* start EXERCISE DATA *

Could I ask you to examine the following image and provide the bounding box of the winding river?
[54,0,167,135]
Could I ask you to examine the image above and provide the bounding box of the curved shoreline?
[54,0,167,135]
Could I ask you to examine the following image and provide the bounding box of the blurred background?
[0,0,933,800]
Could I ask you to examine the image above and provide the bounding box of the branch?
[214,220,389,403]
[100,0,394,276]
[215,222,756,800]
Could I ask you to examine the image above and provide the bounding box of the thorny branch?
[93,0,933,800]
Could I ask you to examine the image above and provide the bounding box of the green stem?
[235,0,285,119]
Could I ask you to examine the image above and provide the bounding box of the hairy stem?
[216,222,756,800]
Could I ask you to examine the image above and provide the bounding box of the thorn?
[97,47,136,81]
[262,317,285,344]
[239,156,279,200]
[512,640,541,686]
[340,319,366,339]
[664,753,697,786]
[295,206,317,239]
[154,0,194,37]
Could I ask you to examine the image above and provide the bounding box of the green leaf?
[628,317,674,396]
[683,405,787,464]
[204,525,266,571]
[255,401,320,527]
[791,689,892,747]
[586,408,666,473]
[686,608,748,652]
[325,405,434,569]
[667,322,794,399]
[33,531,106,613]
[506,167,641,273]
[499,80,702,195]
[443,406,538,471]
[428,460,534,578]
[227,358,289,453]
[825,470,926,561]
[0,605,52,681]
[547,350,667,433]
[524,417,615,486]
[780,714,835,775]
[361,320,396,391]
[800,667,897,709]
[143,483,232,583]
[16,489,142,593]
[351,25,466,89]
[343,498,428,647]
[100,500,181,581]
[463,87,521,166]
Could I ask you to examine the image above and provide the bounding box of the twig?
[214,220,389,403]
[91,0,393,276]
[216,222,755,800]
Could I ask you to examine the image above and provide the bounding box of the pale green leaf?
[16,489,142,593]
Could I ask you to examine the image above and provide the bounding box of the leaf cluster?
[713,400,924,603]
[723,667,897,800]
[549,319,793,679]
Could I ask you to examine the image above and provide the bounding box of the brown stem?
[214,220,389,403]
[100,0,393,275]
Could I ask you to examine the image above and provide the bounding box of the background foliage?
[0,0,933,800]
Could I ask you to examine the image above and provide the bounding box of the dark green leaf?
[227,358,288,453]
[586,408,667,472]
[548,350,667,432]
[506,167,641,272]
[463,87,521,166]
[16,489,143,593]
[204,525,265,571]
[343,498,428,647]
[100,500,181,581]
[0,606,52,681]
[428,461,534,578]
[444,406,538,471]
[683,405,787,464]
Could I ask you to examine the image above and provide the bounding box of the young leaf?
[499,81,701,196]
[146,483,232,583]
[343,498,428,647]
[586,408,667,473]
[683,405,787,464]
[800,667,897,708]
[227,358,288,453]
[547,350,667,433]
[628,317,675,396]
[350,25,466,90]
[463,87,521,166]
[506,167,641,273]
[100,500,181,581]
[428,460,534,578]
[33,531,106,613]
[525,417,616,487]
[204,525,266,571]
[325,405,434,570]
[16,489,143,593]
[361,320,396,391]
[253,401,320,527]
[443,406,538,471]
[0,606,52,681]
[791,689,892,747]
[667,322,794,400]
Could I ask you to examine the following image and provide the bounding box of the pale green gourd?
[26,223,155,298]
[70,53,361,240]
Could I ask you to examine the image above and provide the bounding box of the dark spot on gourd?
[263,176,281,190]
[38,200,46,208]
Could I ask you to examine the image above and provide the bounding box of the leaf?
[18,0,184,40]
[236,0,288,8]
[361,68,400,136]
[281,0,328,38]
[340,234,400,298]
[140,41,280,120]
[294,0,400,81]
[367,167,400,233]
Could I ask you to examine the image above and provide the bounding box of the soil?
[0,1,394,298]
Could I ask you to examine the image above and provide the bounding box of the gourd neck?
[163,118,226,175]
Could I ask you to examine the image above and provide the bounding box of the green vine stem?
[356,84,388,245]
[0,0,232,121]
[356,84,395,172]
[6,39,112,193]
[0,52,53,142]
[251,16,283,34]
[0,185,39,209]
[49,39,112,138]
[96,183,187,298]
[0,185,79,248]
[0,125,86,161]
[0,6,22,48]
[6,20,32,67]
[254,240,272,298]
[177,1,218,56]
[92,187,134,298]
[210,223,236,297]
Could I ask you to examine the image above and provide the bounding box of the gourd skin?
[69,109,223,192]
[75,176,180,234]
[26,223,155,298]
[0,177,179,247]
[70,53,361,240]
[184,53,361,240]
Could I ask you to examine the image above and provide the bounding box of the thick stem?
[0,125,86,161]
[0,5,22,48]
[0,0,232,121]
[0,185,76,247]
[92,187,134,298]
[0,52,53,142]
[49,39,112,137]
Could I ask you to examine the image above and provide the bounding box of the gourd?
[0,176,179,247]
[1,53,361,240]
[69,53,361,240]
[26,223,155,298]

* end EXERCISE DATA *

### [TO BE DONE]
Reproduce every one of the records above verbatim, line by line, with no changes.

### [WRITTEN SOLUTION]
Could I ask you to examine the following image and provide the bounding box of the winding river?
[54,0,167,135]
Could I ask you to examine the image above and provide the bounding box of the curved shoreline?
[54,0,167,135]
Could I ask you to examine the following image and provide the bounding box of the blurred background?
[0,0,933,800]
Could I ask you to examine the image above and provide the bounding box of the branch?
[214,220,389,403]
[100,0,394,276]
[215,222,756,800]
Could I ask you to examine the image above and provide the bounding box of the thorny branch?
[93,0,933,800]
Could I ask you to examine the image above and provide the bounding box of the green stem?
[235,0,285,119]
Could I ask you to examine the image above and provide the bounding box of the hairy stem?
[216,222,756,800]
Could I ask you to examine the image above and provide the bounding box of the thorn?
[97,47,136,81]
[262,317,285,344]
[239,156,279,200]
[512,640,541,686]
[340,319,366,339]
[664,753,697,786]
[295,206,317,239]
[154,0,194,37]
Could I ask you to examine the image above and provide the bounding box of the green leaf?
[628,317,674,396]
[683,405,787,464]
[204,525,266,571]
[255,401,320,527]
[791,689,892,747]
[586,408,666,473]
[686,608,748,652]
[325,405,434,569]
[667,322,794,399]
[33,531,106,613]
[506,167,641,273]
[499,80,702,195]
[443,406,538,471]
[428,460,534,578]
[227,358,289,453]
[825,470,926,561]
[0,605,52,681]
[547,350,667,433]
[524,417,615,486]
[780,714,835,775]
[361,320,396,391]
[800,667,897,709]
[143,483,232,583]
[16,489,142,593]
[351,25,466,89]
[343,498,428,647]
[100,500,181,581]
[463,87,521,166]
Could I ask you to examine the image above and provide the bounding box of the twig?
[214,220,389,403]
[91,0,393,276]
[216,222,755,800]
Could I ask you to examine the image above and provide the bounding box of the pale green leaf?
[16,489,142,593]
Could I ask you to examine the image above and provide the bounding box of the leaf cluster?
[713,400,924,603]
[723,667,897,800]
[549,319,793,679]
Could I ask you to examine the image above and provide the bounding box of the brown stem?
[214,220,389,403]
[100,0,393,275]
Could I ask you to examine the image above and provide the bounding box of the background foliage?
[0,0,933,800]
Could I ask you to examine the image above and provide the bounding box of the dark green leaf?
[227,358,288,453]
[586,408,667,472]
[548,350,667,432]
[506,167,641,272]
[463,87,521,166]
[16,489,143,593]
[204,525,265,571]
[343,498,428,647]
[100,500,181,581]
[0,606,52,681]
[428,461,534,578]
[444,406,538,471]
[683,405,787,464]
Could I ask you to examine the image above and provide the bounding box of the young leaf?
[499,81,701,196]
[146,483,232,583]
[343,498,428,647]
[586,408,667,473]
[683,405,787,464]
[800,667,897,708]
[227,358,288,453]
[547,350,667,433]
[628,317,675,396]
[350,25,466,90]
[463,87,521,166]
[506,167,641,273]
[100,500,181,581]
[428,460,534,578]
[33,531,106,613]
[525,417,616,487]
[204,525,266,571]
[325,405,434,570]
[16,489,143,593]
[361,320,396,391]
[253,401,320,527]
[443,406,538,471]
[0,606,52,681]
[791,689,892,747]
[667,322,794,400]
Could I ask you to examine the following image and provide the bounding box of the pale green gourd?
[26,223,155,298]
[70,53,361,240]
Could I ask you to examine the image above and provide the bounding box of the dark spot on gourd?
[263,176,281,190]
[38,200,46,208]
Could I ask you to examine the image above and provide the bounding box of the leaf?
[18,0,184,40]
[236,0,288,8]
[361,68,400,136]
[281,0,328,38]
[340,234,400,298]
[140,41,280,120]
[294,0,400,81]
[367,167,400,233]
Could I ask you to examine the image above and provide the bounding box of the soil?
[0,1,394,298]
Could I ask you to examine the image above and provide the bounding box of the gourd neck?
[163,118,226,175]
Could I ask you to examine the image above and provide the bounding box of the green vine stem?
[356,84,388,245]
[0,0,232,121]
[356,84,395,172]
[6,39,112,193]
[0,52,53,142]
[251,16,283,34]
[0,185,39,209]
[49,39,112,138]
[96,183,187,298]
[0,185,79,248]
[0,125,86,161]
[0,6,22,48]
[6,20,32,67]
[254,240,272,298]
[177,1,218,56]
[92,187,134,298]
[210,223,236,297]
Could I ask you to examine the image above and provide the bounding box of the gourd skin?
[69,109,223,192]
[75,176,180,234]
[26,223,155,298]
[0,177,179,247]
[70,53,361,240]
[184,53,361,240]
Could I ask you to examine the image above and provide the bounding box of the thick stem?
[0,125,86,161]
[0,5,22,48]
[0,0,232,121]
[0,185,76,247]
[92,187,134,298]
[0,52,53,142]
[49,39,112,137]
Could I ask you to examine the image above and provide the bounding box of the gourd?
[0,176,179,247]
[1,53,361,240]
[69,53,361,240]
[26,223,155,298]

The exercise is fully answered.